• What you should do: Repeat only these lines, exactly: the first line of the data, the line containing "positive clicks: (142, 244)", and every line between them. Pictures stay out.

• Dataset extract:
┄┄┄┄┄┄

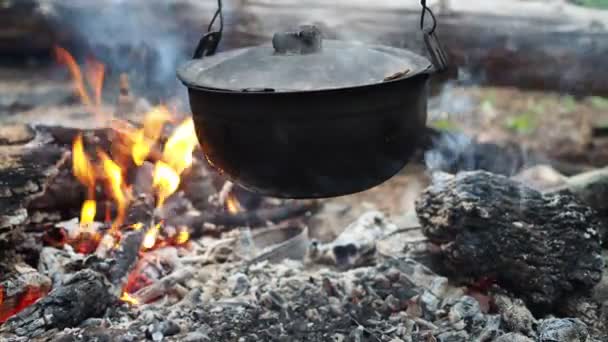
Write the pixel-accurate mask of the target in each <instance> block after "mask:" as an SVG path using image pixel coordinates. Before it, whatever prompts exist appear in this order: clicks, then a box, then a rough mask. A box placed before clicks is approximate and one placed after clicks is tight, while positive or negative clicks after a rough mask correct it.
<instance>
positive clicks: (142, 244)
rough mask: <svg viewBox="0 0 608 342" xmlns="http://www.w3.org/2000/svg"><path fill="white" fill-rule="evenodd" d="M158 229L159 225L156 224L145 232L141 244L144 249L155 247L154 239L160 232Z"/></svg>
mask: <svg viewBox="0 0 608 342" xmlns="http://www.w3.org/2000/svg"><path fill="white" fill-rule="evenodd" d="M160 227H161V224H160V223H159V224H156V225H155V226H154V227H152V228H150V230H148V231H147V232H146V235H145V236H144V240H143V242H142V244H141V245H142V247H143V248H144V249H152V248H153V247H154V246H155V245H156V238H157V236H158V233H159V231H160Z"/></svg>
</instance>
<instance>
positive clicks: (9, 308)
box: [0, 264, 51, 324]
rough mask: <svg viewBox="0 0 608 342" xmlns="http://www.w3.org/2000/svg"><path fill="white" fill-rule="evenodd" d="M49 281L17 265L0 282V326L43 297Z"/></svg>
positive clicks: (43, 275)
mask: <svg viewBox="0 0 608 342" xmlns="http://www.w3.org/2000/svg"><path fill="white" fill-rule="evenodd" d="M50 288H51V279H49V278H48V277H46V276H44V275H42V274H40V273H38V272H37V271H36V270H34V269H32V268H31V267H29V266H27V265H24V264H19V265H15V266H14V270H13V272H11V274H9V275H8V276H6V278H5V279H4V280H3V281H2V282H0V324H1V323H4V322H5V321H6V320H7V319H8V318H9V317H11V316H13V315H14V314H15V313H18V312H19V311H21V310H22V309H24V308H25V307H27V306H28V305H30V304H32V303H33V302H35V301H37V300H38V299H39V298H40V297H44V296H45V295H46V294H47V293H48V292H49V290H50Z"/></svg>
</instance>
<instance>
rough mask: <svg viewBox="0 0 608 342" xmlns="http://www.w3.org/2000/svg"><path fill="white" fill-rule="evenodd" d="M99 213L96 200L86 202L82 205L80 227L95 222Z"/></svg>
mask: <svg viewBox="0 0 608 342" xmlns="http://www.w3.org/2000/svg"><path fill="white" fill-rule="evenodd" d="M96 213H97V203H96V202H95V200H86V201H84V203H83V204H82V209H81V210H80V225H81V226H86V225H89V224H91V223H93V221H94V220H95V214H96Z"/></svg>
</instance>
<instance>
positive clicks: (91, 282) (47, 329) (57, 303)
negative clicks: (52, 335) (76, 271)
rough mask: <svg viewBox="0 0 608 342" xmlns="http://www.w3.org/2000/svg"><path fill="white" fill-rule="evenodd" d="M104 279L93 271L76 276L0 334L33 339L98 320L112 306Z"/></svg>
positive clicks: (78, 273) (68, 280) (13, 319)
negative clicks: (7, 334)
mask: <svg viewBox="0 0 608 342" xmlns="http://www.w3.org/2000/svg"><path fill="white" fill-rule="evenodd" d="M108 288H109V287H108V285H107V283H106V282H105V278H104V277H103V276H102V275H101V274H99V273H97V272H95V271H92V270H82V271H79V272H77V273H75V274H74V275H73V276H72V277H71V278H70V279H68V280H67V281H66V282H65V283H64V284H62V286H59V287H57V288H56V289H54V290H53V291H51V292H50V293H49V294H48V295H47V296H46V297H44V298H42V299H40V300H39V301H38V302H36V303H35V304H33V305H31V306H29V307H28V308H26V309H25V310H23V311H21V312H20V313H18V314H17V315H15V316H13V317H11V318H10V319H9V320H8V321H7V322H6V323H5V324H4V325H3V326H2V327H1V328H0V337H1V336H2V335H3V334H16V335H18V336H28V337H35V336H37V335H40V334H42V333H43V332H45V331H46V330H49V329H53V328H57V329H64V328H68V327H74V326H77V325H78V324H80V323H81V322H82V321H84V320H85V319H87V318H90V317H101V316H102V315H103V314H104V313H105V311H106V309H107V308H108V306H109V305H110V304H111V303H113V302H114V299H113V297H112V296H111V294H110V292H109V291H108Z"/></svg>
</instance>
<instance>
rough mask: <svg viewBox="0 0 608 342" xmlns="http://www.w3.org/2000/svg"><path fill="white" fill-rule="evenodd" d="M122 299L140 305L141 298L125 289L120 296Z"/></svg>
mask: <svg viewBox="0 0 608 342" xmlns="http://www.w3.org/2000/svg"><path fill="white" fill-rule="evenodd" d="M120 300H122V301H123V302H125V303H129V304H131V305H139V300H137V298H135V297H133V296H131V295H130V294H129V292H127V291H123V293H122V295H121V296H120Z"/></svg>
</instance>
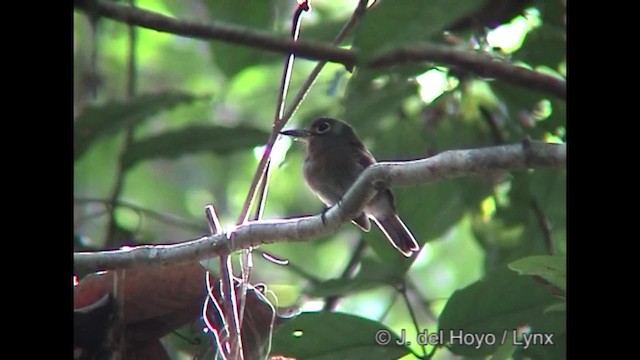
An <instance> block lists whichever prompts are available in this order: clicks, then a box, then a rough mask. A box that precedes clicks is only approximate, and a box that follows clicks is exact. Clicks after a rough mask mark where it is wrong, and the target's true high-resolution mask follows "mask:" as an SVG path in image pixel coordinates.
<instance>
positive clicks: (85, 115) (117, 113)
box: [73, 91, 205, 160]
mask: <svg viewBox="0 0 640 360" xmlns="http://www.w3.org/2000/svg"><path fill="white" fill-rule="evenodd" d="M203 98H205V97H203V96H196V95H193V94H189V93H185V92H177V91H168V92H162V93H157V94H144V95H139V96H136V97H134V98H132V99H130V100H126V101H114V102H109V103H106V104H103V105H96V106H90V107H88V108H87V109H85V111H84V112H83V113H82V114H80V115H79V116H78V117H77V118H76V120H75V122H74V126H73V155H74V156H73V157H74V160H78V159H79V158H80V157H82V155H83V154H84V153H85V152H86V151H87V150H88V149H89V148H90V147H91V146H92V145H93V144H94V143H95V142H96V141H97V140H99V139H101V138H104V137H106V136H109V135H113V134H115V133H116V132H117V131H118V130H120V129H123V128H124V127H126V126H129V125H134V124H137V123H140V122H142V121H145V120H147V119H148V118H150V117H151V116H152V115H155V114H156V113H158V112H160V111H163V110H169V109H171V108H173V107H175V106H176V105H179V104H187V103H190V102H193V101H195V100H198V99H203Z"/></svg>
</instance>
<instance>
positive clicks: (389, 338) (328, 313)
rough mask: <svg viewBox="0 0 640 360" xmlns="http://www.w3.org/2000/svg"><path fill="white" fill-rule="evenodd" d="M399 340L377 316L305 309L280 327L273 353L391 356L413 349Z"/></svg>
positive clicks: (279, 354)
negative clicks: (356, 314)
mask: <svg viewBox="0 0 640 360" xmlns="http://www.w3.org/2000/svg"><path fill="white" fill-rule="evenodd" d="M397 341H399V338H398V336H396V335H395V334H394V332H393V331H391V330H390V329H388V328H387V327H386V326H385V325H384V324H381V323H379V322H376V321H373V320H368V319H365V318H361V317H358V316H354V315H349V314H342V313H331V312H319V313H302V314H300V315H298V316H297V317H295V318H293V319H291V320H289V321H287V322H285V323H284V324H282V325H281V326H280V327H279V328H278V330H277V331H276V333H275V334H274V336H273V342H272V346H271V355H272V356H275V355H284V356H288V357H295V358H297V359H313V360H321V359H322V360H325V359H326V360H329V359H368V360H376V359H380V360H388V359H397V358H400V357H402V356H403V355H406V354H407V353H408V352H409V351H408V350H407V348H406V347H404V346H400V345H398V344H397V343H396V342H397ZM381 343H382V344H381Z"/></svg>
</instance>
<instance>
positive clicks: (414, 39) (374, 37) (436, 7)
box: [353, 0, 480, 59]
mask: <svg viewBox="0 0 640 360" xmlns="http://www.w3.org/2000/svg"><path fill="white" fill-rule="evenodd" d="M479 5H480V2H478V1H476V0H457V1H456V2H455V6H452V3H451V1H449V0H428V1H427V0H402V4H399V3H398V2H397V1H380V2H379V3H378V4H376V6H373V7H372V8H371V9H370V10H369V11H367V14H366V16H365V17H364V18H363V19H362V21H361V22H360V24H359V25H358V27H357V29H356V31H355V38H354V42H353V47H354V48H355V49H357V50H358V52H359V54H360V56H362V57H363V59H368V58H370V57H374V56H375V55H377V54H380V53H381V52H384V51H386V50H390V49H392V48H397V47H399V46H402V45H415V43H416V42H417V41H421V40H425V39H429V38H433V37H435V36H437V35H439V34H440V32H442V31H443V30H444V27H445V26H446V25H447V24H449V23H450V22H452V21H453V20H455V19H457V18H458V17H460V16H462V15H464V14H466V13H467V12H469V11H471V10H473V9H475V8H477V7H478V6H479Z"/></svg>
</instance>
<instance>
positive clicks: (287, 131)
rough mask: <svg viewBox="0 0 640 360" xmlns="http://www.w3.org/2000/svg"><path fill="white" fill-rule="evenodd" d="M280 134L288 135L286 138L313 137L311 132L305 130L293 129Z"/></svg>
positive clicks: (303, 137)
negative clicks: (310, 136) (287, 136)
mask: <svg viewBox="0 0 640 360" xmlns="http://www.w3.org/2000/svg"><path fill="white" fill-rule="evenodd" d="M280 134H282V135H286V136H292V137H295V138H307V137H309V136H311V132H310V131H309V130H305V129H302V130H300V129H291V130H285V131H280Z"/></svg>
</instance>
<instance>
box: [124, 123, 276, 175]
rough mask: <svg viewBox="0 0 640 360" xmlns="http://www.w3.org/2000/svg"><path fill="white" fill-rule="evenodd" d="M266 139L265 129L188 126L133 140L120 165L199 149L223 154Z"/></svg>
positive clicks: (246, 147) (209, 126)
mask: <svg viewBox="0 0 640 360" xmlns="http://www.w3.org/2000/svg"><path fill="white" fill-rule="evenodd" d="M268 138H269V134H268V133H267V132H265V131H262V130H258V129H255V128H250V127H246V126H237V127H233V128H228V127H222V126H203V125H199V126H190V127H187V128H183V129H179V130H176V131H172V132H168V133H163V134H160V135H157V136H153V137H149V138H147V139H144V140H140V141H136V142H134V143H133V144H132V145H131V146H130V147H129V149H128V151H127V153H126V154H125V156H124V164H125V166H126V167H130V166H132V165H133V164H135V163H137V162H139V161H143V160H150V159H158V158H177V157H179V156H182V155H187V154H193V153H196V152H201V151H210V152H212V153H215V154H218V155H225V154H229V153H231V152H233V151H237V150H242V149H247V148H252V147H254V146H257V145H260V144H264V143H266V141H267V139H268Z"/></svg>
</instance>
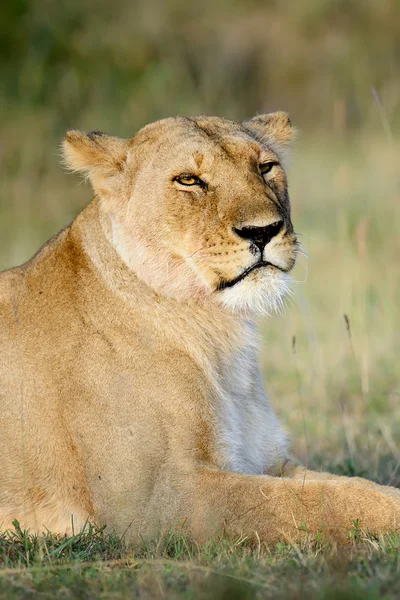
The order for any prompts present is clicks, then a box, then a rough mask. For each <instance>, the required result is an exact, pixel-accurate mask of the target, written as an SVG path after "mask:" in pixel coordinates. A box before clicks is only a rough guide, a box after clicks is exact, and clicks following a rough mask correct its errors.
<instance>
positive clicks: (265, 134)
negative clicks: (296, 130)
mask: <svg viewBox="0 0 400 600" xmlns="http://www.w3.org/2000/svg"><path fill="white" fill-rule="evenodd" d="M242 125H243V126H244V127H245V129H247V130H248V131H249V132H250V133H251V134H252V135H253V136H254V137H255V138H256V139H257V140H259V141H260V142H262V143H265V144H271V145H272V146H274V145H275V146H277V147H278V150H279V148H282V149H285V148H286V147H287V146H288V145H289V144H290V142H292V141H293V139H294V137H295V135H296V131H295V129H294V128H293V127H292V124H291V122H290V119H289V115H288V114H287V113H285V112H275V113H269V114H265V115H257V116H256V117H253V118H252V119H249V120H248V121H243V122H242Z"/></svg>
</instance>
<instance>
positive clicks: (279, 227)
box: [233, 221, 283, 252]
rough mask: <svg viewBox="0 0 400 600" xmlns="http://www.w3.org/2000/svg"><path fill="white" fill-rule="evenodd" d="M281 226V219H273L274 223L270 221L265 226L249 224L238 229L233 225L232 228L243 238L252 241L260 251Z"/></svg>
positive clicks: (282, 221)
mask: <svg viewBox="0 0 400 600" xmlns="http://www.w3.org/2000/svg"><path fill="white" fill-rule="evenodd" d="M282 227H283V221H275V223H271V225H266V226H265V227H253V226H249V227H242V228H240V229H238V228H236V227H234V228H233V229H234V231H235V233H237V235H239V236H240V237H241V238H243V239H244V240H249V241H250V242H253V244H255V245H256V246H257V247H258V248H259V249H260V250H261V252H262V251H263V250H264V248H265V246H266V245H267V244H269V242H270V241H271V240H272V238H273V237H275V236H276V235H278V233H279V232H280V230H281V229H282Z"/></svg>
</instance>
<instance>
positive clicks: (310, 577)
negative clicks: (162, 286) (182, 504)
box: [0, 135, 400, 599]
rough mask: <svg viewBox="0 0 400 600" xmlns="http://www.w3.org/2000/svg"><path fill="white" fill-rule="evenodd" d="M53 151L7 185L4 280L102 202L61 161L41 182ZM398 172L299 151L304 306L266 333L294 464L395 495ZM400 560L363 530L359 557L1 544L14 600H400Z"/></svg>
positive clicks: (300, 280)
mask: <svg viewBox="0 0 400 600" xmlns="http://www.w3.org/2000/svg"><path fill="white" fill-rule="evenodd" d="M44 146H45V141H44V142H43V146H40V148H39V153H38V152H36V154H35V155H34V156H26V162H25V163H24V168H20V169H19V170H18V171H17V172H12V171H10V172H9V173H6V174H5V177H4V178H3V184H2V185H3V186H4V189H3V191H4V192H6V194H7V196H4V197H7V198H8V199H9V201H10V203H11V204H10V206H5V205H3V211H4V212H3V219H2V220H1V226H2V228H3V235H2V236H0V240H1V241H0V250H1V251H0V259H1V262H2V266H4V267H5V266H8V265H10V264H12V263H15V262H18V261H20V260H24V259H25V258H28V257H29V256H30V255H31V254H32V253H33V252H34V251H35V249H36V248H37V246H38V244H39V243H40V242H41V241H42V240H43V241H44V240H45V239H46V237H48V236H49V235H51V233H53V232H54V231H55V230H56V229H57V228H58V227H61V226H62V225H63V224H64V223H65V222H67V221H68V220H69V219H70V218H71V217H72V216H73V214H74V212H76V211H77V210H78V209H79V207H80V206H82V205H83V204H84V203H85V202H86V201H87V200H88V199H89V198H90V191H89V190H88V188H87V187H86V186H83V185H77V182H78V180H76V179H75V180H74V179H73V178H71V177H69V178H68V177H67V176H66V175H65V174H63V173H62V171H61V169H59V168H58V167H57V165H56V160H55V159H54V160H53V159H52V162H51V161H50V163H49V164H50V166H49V167H48V169H47V171H46V170H44V171H43V172H42V173H41V174H40V175H39V174H38V162H40V160H41V159H40V158H38V154H39V156H40V153H41V152H42V153H43V154H44V152H45V148H44ZM46 151H47V148H46ZM25 152H26V153H27V154H28V153H29V148H22V149H21V153H25ZM399 159H400V147H399V146H398V145H396V144H395V143H393V142H389V141H388V140H387V139H386V138H384V137H383V136H382V137H378V136H374V137H368V136H365V137H364V136H361V135H360V136H359V137H358V138H356V139H354V138H349V139H348V140H346V143H343V141H340V140H337V139H336V140H335V139H334V138H333V139H331V140H329V143H328V140H321V138H320V137H315V138H313V137H310V138H308V139H307V137H305V136H304V137H303V139H302V140H300V142H299V143H298V145H297V148H296V149H295V153H294V159H293V164H292V166H291V168H290V181H291V193H292V203H293V213H294V215H293V218H294V223H295V226H296V228H297V230H298V231H299V232H301V233H302V234H303V235H302V236H300V238H301V240H302V245H303V247H304V248H305V249H306V250H307V252H308V254H309V258H308V259H306V258H305V257H302V256H301V257H300V259H299V264H298V266H297V267H296V272H295V274H294V277H295V279H296V280H298V281H299V282H300V283H297V284H295V285H296V297H297V300H296V301H295V302H294V303H292V304H291V305H290V306H288V309H287V311H286V314H285V315H284V316H283V317H281V316H277V317H274V318H271V319H268V320H263V321H262V322H261V323H260V326H261V328H262V331H263V340H264V343H263V351H262V368H263V373H264V379H265V384H266V387H267V389H268V391H269V393H270V396H271V398H272V402H273V404H274V405H275V407H276V410H277V412H278V414H279V416H280V418H281V420H282V421H283V423H284V424H285V425H286V428H287V429H288V430H289V432H290V434H291V437H292V439H293V448H294V452H295V454H297V456H298V457H300V458H301V460H303V462H304V463H306V464H308V465H309V466H310V467H313V468H317V469H319V468H324V469H329V470H331V471H333V472H337V473H339V474H345V475H349V476H354V475H361V476H366V477H369V478H371V479H373V480H375V481H379V482H381V483H386V484H391V485H400V445H399V439H400V438H399V433H400V408H399V407H400V402H399V399H400V380H399V371H398V356H399V353H400V339H399V337H398V335H396V332H398V331H400V309H399V303H398V298H399V297H400V279H399V277H398V256H399V255H400V241H399V240H400V239H399V237H398V235H397V232H396V229H397V227H398V223H399V222H400V221H399V218H400V202H399V200H400V198H399V193H400V192H399V190H400V188H399V175H398V164H399ZM35 176H37V177H39V178H40V182H41V183H40V185H37V186H35V185H34V184H33V182H34V181H35ZM17 193H18V194H17ZM21 195H22V196H21ZM22 198H23V199H22ZM18 202H21V205H20V206H19V205H18ZM10 232H11V234H12V235H11V234H10ZM396 257H397V259H396ZM399 549H400V543H399V540H398V538H396V537H388V538H385V539H381V540H375V539H369V538H366V537H363V536H362V535H361V534H360V533H359V532H358V530H357V527H355V530H354V532H353V536H352V539H351V543H350V545H349V547H347V548H346V549H337V548H332V547H328V546H321V545H312V544H304V545H303V546H292V547H291V546H287V545H284V544H279V545H278V546H277V547H275V548H269V549H268V548H265V547H262V546H261V547H260V548H256V549H254V548H250V547H249V546H248V545H247V544H246V540H236V541H231V542H227V541H220V542H214V543H210V544H208V545H206V546H204V547H201V548H198V547H193V546H191V545H190V544H189V543H188V542H187V540H185V538H184V537H183V536H182V535H179V534H175V535H173V536H171V538H170V539H169V540H161V541H160V542H159V543H158V544H154V545H151V546H147V547H145V546H144V547H143V548H137V549H135V550H134V551H132V550H127V549H126V548H125V547H124V544H123V540H120V539H118V538H115V537H114V536H112V535H111V534H108V533H106V532H105V531H102V530H100V531H98V530H94V529H90V528H89V529H88V530H87V531H86V532H84V533H83V534H82V535H76V536H73V537H71V538H66V539H58V538H56V537H54V536H52V535H51V533H49V534H48V535H47V536H46V537H45V538H44V539H37V538H35V537H34V536H29V535H27V534H26V533H25V532H21V531H20V530H19V529H18V527H17V529H16V531H14V532H12V533H8V534H7V535H4V536H3V537H2V538H0V564H1V566H0V596H1V595H4V596H7V597H9V598H30V597H34V596H35V595H37V596H38V597H43V598H47V597H48V598H53V597H54V594H55V590H57V597H61V598H62V597H65V598H75V597H79V598H121V599H122V598H127V597H141V598H158V597H168V598H208V597H212V598H238V599H239V598H240V599H241V598H253V597H256V598H299V597H300V598H301V597H309V598H310V599H311V598H332V599H333V598H335V599H336V598H339V599H345V598H349V599H350V598H351V599H354V598H356V599H357V598H360V599H361V598H363V599H365V598H368V599H369V598H371V599H374V598H397V597H398V595H399V593H400V583H399V581H400V577H399V574H400V554H399Z"/></svg>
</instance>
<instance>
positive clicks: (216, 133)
mask: <svg viewBox="0 0 400 600" xmlns="http://www.w3.org/2000/svg"><path fill="white" fill-rule="evenodd" d="M292 137H293V130H292V127H291V124H290V120H289V118H288V116H287V114H286V113H282V112H278V113H272V114H267V115H259V116H257V117H255V118H253V119H250V120H248V121H244V122H242V123H236V122H233V121H227V120H225V119H221V118H217V117H203V116H202V117H195V118H183V117H178V118H171V119H164V120H162V121H158V122H156V123H152V124H150V125H147V126H146V127H144V128H143V129H141V130H140V131H139V132H138V133H137V134H136V135H135V136H134V137H133V138H131V139H129V140H125V139H120V138H115V137H111V136H108V135H104V134H102V133H100V132H92V133H88V134H85V133H80V132H78V131H70V132H69V133H68V134H67V137H66V140H65V142H64V151H65V156H66V161H67V164H68V166H69V167H71V168H72V169H73V170H76V171H83V172H86V173H87V174H88V176H89V178H90V180H91V182H92V185H93V187H94V190H95V193H96V195H97V196H98V197H99V198H100V204H101V207H102V211H103V213H104V215H105V218H107V219H108V220H109V224H110V227H109V231H110V232H111V235H110V234H109V238H111V239H110V241H111V242H112V244H113V245H114V247H115V249H116V250H117V252H118V253H119V255H120V257H121V258H122V259H123V261H124V262H125V263H126V264H127V265H128V266H129V267H130V268H131V269H132V270H133V271H135V272H136V274H137V275H138V276H139V277H140V278H141V279H142V280H143V281H145V282H146V283H147V284H148V285H149V286H150V287H151V288H153V289H154V290H155V291H156V292H158V293H159V294H164V295H168V296H173V297H176V298H177V299H179V300H185V299H189V298H194V299H197V300H198V301H206V302H210V301H211V302H214V301H217V302H221V303H223V304H224V305H226V306H227V307H230V308H232V309H234V310H241V311H249V310H250V311H259V312H265V311H267V312H268V311H269V310H271V309H274V308H277V307H278V306H279V305H280V304H281V302H282V297H283V296H284V294H285V292H286V291H287V290H288V279H289V278H288V272H289V271H290V270H291V268H292V267H293V265H294V262H295V255H296V237H295V234H294V232H293V226H292V222H291V218H290V204H289V196H288V189H287V181H286V176H285V172H284V169H283V166H282V159H283V158H284V155H285V149H286V147H287V145H288V144H289V142H290V141H291V138H292Z"/></svg>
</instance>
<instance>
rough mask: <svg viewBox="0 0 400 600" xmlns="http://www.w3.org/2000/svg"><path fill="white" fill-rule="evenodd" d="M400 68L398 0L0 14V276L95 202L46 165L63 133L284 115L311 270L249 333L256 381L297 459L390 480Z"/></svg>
mask: <svg viewBox="0 0 400 600" xmlns="http://www.w3.org/2000/svg"><path fill="white" fill-rule="evenodd" d="M399 67H400V2H399V0H358V1H357V0H297V1H294V0H292V1H289V0H264V1H260V0H247V1H246V0H203V1H202V2H197V3H196V2H188V1H184V0H164V1H163V0H139V1H127V0H114V1H110V0H85V1H82V0H69V1H68V2H56V1H55V0H36V1H35V2H33V1H29V0H3V1H2V3H1V5H0V69H1V73H0V79H1V91H0V108H1V125H0V161H1V183H0V268H6V267H9V266H12V265H15V264H17V263H19V262H21V261H23V260H26V259H27V258H29V257H30V256H31V255H32V254H33V252H34V251H35V250H36V249H37V248H38V247H39V245H40V244H41V243H42V242H44V241H45V240H46V239H47V238H48V237H49V236H50V235H52V234H53V233H54V232H55V231H57V230H58V229H60V228H61V227H63V226H64V225H65V224H67V223H68V222H69V221H70V220H71V219H72V218H73V217H74V215H75V214H76V213H77V211H78V210H79V209H80V208H81V207H83V206H84V204H85V203H86V202H88V201H89V200H90V198H91V192H90V190H89V189H88V187H87V186H86V185H79V183H80V181H79V179H78V178H76V177H72V176H69V175H66V174H65V173H64V172H63V171H62V169H61V168H60V166H59V161H60V156H59V145H60V141H61V139H62V136H63V135H64V132H65V130H66V129H68V128H81V129H84V130H93V129H96V130H103V131H106V132H109V133H113V134H117V135H121V136H125V137H129V136H131V135H133V134H134V133H135V131H136V130H137V129H138V128H140V127H141V126H143V125H144V124H146V123H147V122H149V121H152V120H155V119H158V118H161V117H165V116H172V115H177V114H181V115H191V114H196V113H208V114H218V115H221V116H225V117H229V118H238V119H242V118H246V117H250V116H252V115H254V114H255V113H257V112H263V111H269V110H275V109H283V110H287V111H289V112H290V114H291V117H292V120H293V122H294V123H295V125H297V127H298V128H299V130H300V137H299V141H298V142H297V143H296V144H295V147H294V151H293V164H292V166H291V168H290V172H289V177H290V182H291V195H292V204H293V214H294V222H295V226H296V229H297V230H298V231H299V232H301V233H302V234H303V235H302V237H301V241H302V244H303V247H304V249H305V250H306V251H307V252H308V253H309V255H310V259H309V260H308V262H307V260H306V259H305V258H304V257H300V260H299V265H298V267H297V268H296V272H295V279H297V281H298V282H299V283H298V284H296V295H297V301H296V302H295V303H294V304H293V305H292V306H289V307H288V310H287V312H286V315H285V317H284V318H281V317H276V318H273V319H269V320H266V321H263V322H262V327H263V330H264V331H265V340H266V342H265V348H264V350H263V355H262V362H263V368H264V373H265V380H266V385H267V388H268V389H269V391H270V392H271V396H272V397H273V398H275V399H276V400H275V406H276V407H277V410H278V412H279V414H280V416H281V417H282V419H283V420H284V422H285V423H286V425H287V427H288V429H289V430H290V431H291V432H292V433H293V435H294V438H295V449H296V451H297V452H298V453H299V454H300V455H301V456H302V457H303V459H305V460H307V461H308V462H309V463H310V464H314V466H315V465H316V464H319V460H320V458H319V457H320V456H324V459H323V460H324V461H325V466H327V465H326V463H327V461H328V462H329V461H330V462H331V463H332V464H333V465H335V464H339V463H340V464H341V465H350V466H349V467H348V468H349V469H350V470H353V471H354V470H355V471H357V470H358V471H362V472H364V471H365V470H367V471H368V474H369V475H370V476H371V477H375V478H378V479H379V478H381V479H384V480H386V481H389V480H393V478H395V477H396V474H397V472H398V467H399V465H400V442H399V433H400V410H399V408H398V407H399V405H400V382H399V372H400V368H399V358H398V357H399V355H400V341H399V339H400V336H399V335H398V334H399V330H400V314H399V298H400V284H399V266H398V265H399V259H400V241H399V217H400V209H399V206H400V183H399V163H400V161H399V159H400V149H399V143H398V131H399V129H400V69H399ZM344 314H346V315H347V316H348V319H349V322H350V330H349V328H348V327H346V322H345V319H344ZM396 436H397V437H396ZM341 468H344V467H341ZM346 468H347V467H346Z"/></svg>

┄┄┄┄┄┄

• Output below:
Write the pixel-accurate mask of the target in each <instance> block after "mask:" as an SVG path using image pixel coordinates. Before it, whatever prompts exist appear in this order: clicks, then a box, then a rough mask. A box placed before clicks is approximate and one placed after clicks is tight, while positive or negative clicks after a rough mask correct it.
<instance>
positive clicks: (142, 244)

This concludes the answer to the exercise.